### AUSZUG
......

Natürlich haben wir auch in einem Restaurant im Podol-Quartier eingekehrt, dem Restaurant "011". Es hat eine sehr schönen Garten und Terasse und wir haben ein sehr gutes Schaschlik (=marinierter Fleisch-Spiess aus dem Kaukasus) gegessen.


Kirche zum Gedenken der verstorbenen Seeleute


Anschliessend sind wir auf einem Quai dem Dnjepr entlang spaziert. Hier haben wir eine neue Kirche gesehen, die zum Gedenken der verstorbenen Ukrainischen Seeleute errichtet wurde.


Dnjepr mit Brücke und Kreschtschatik Park im Hintergrund


Auf dem Quai hat man eine sehr schönen Ausblick auf den Dnjepr und den Kreschtschatik Park. Auf dem Quai flanieren am Sonntag sehr viele Leute und man sieht viele Ausflugsschiffe.


Flusshafengebäude für den Passagierverkehr


Schlussendlich gelangt man an den Flusshafengebäude für den Passagierverkehr. Von hier aus fahren grosse, 200 m lange Kreuzfahrtschiffe bis ins Schwarze Meer nach Odessa oder nach Yalta auf der Krim. Und von hier legen auch kleine Ausflugsschiffe für Rundfahrten rund um Kiew ab. Es herrscht ein reges Treiben am Hafen und wir werden sicherlich einmal eine Rundfahrt von hier aus machen!

Endlich Nummer 1 in Google

Seit Ende dieser Woche ist nun endlich "Mein Kiew Blog" die Nummer 1 in Google, wenn man als Suchkriterium "Kiew Blog" eingibt (siehe Screenshot und Link unten).

Dies bedeudet auch, dass Ihr Euch nicht mehr die URL (=Internetadresse) http://meinkiew.blogspot.com/ merken müsst, sondern ganz einfach auf Google gehen und dort "Kiew Blog" eingeben könnt.


Google Scereenshot mit Suche nach "Kiew Blog"

......

### AUFLISTUNG

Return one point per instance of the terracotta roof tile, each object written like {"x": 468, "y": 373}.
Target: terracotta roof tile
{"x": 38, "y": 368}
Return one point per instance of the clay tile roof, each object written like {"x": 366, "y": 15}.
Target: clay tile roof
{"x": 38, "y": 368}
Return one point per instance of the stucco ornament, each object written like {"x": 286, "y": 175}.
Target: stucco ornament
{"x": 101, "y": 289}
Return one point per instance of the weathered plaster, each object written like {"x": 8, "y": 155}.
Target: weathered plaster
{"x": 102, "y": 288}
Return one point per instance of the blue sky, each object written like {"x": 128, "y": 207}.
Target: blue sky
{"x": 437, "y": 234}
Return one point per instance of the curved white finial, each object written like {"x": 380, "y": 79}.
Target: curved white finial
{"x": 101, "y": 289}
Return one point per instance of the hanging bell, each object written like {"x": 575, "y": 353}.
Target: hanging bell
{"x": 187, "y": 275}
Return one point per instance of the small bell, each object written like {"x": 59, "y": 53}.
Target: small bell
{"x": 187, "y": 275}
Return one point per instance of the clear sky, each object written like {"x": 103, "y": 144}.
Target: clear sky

......

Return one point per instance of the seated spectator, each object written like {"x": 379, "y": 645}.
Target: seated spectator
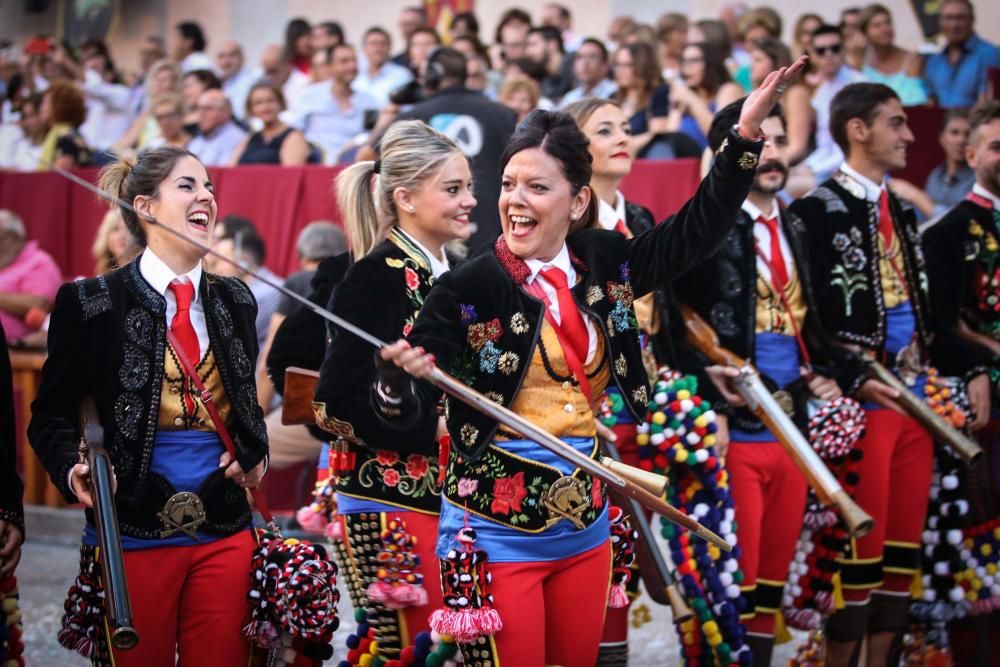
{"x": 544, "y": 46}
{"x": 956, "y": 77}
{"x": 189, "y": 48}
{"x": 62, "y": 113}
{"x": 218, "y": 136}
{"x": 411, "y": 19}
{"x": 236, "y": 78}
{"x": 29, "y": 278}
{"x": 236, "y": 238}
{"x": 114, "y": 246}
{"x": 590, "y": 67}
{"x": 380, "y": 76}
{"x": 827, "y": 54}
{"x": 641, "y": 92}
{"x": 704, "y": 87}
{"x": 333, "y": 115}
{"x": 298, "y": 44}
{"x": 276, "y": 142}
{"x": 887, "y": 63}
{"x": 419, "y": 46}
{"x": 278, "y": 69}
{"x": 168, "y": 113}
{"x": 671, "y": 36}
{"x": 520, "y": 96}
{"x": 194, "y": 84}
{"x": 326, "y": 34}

......

### AUFGABEN
1. Entnehmen Sie dem Reisebericht über Kiew wörtlich den Abschnitt, der mit den Worten beginnt, die „Anschliessend sind wir“ enthalten, und mit „Seeleute errichtet wurde.“ schließt.
2. Schreiben Sie den Reisebericht über Kiew im Anschluss an seinen letzten Satz weiter.

### ERGEBNISSE
1.
Anschliessend sind wir auf einem Quai dem Dnjepr entlang spaziert. Hier haben wir eine neue Kirche gesehen, die zum Gedenken der verstorbenen Ukrainischen Seeleute errichtet wurde.

2.
  • Google Suche nach "Kiew Blog": Link

Kiew Tag

Heute ist der Kiew Tag. Jede Stadt in der Ukraine hat einen eigenen Feiertag zu Ehren der jeweiligen Stadt. In Kiew ist dieser Feiertag immer am letzten Wochenende im Monat Mai. Der Tag wird gefeiert mit vielen Konzerten in der Stadt und Feuerwerken am Samstag- und Sonntagabend, vergleichbar mit dem "Zürifäscht" in Zürich.


Wappen der Stadt Kiew


Das Wappen der Stadt Kiew ist ausserdem die Abbildung des Erzengels Michael, zu dessen Ehren auch die Sankt Michaelskathedrale erbaut wurde.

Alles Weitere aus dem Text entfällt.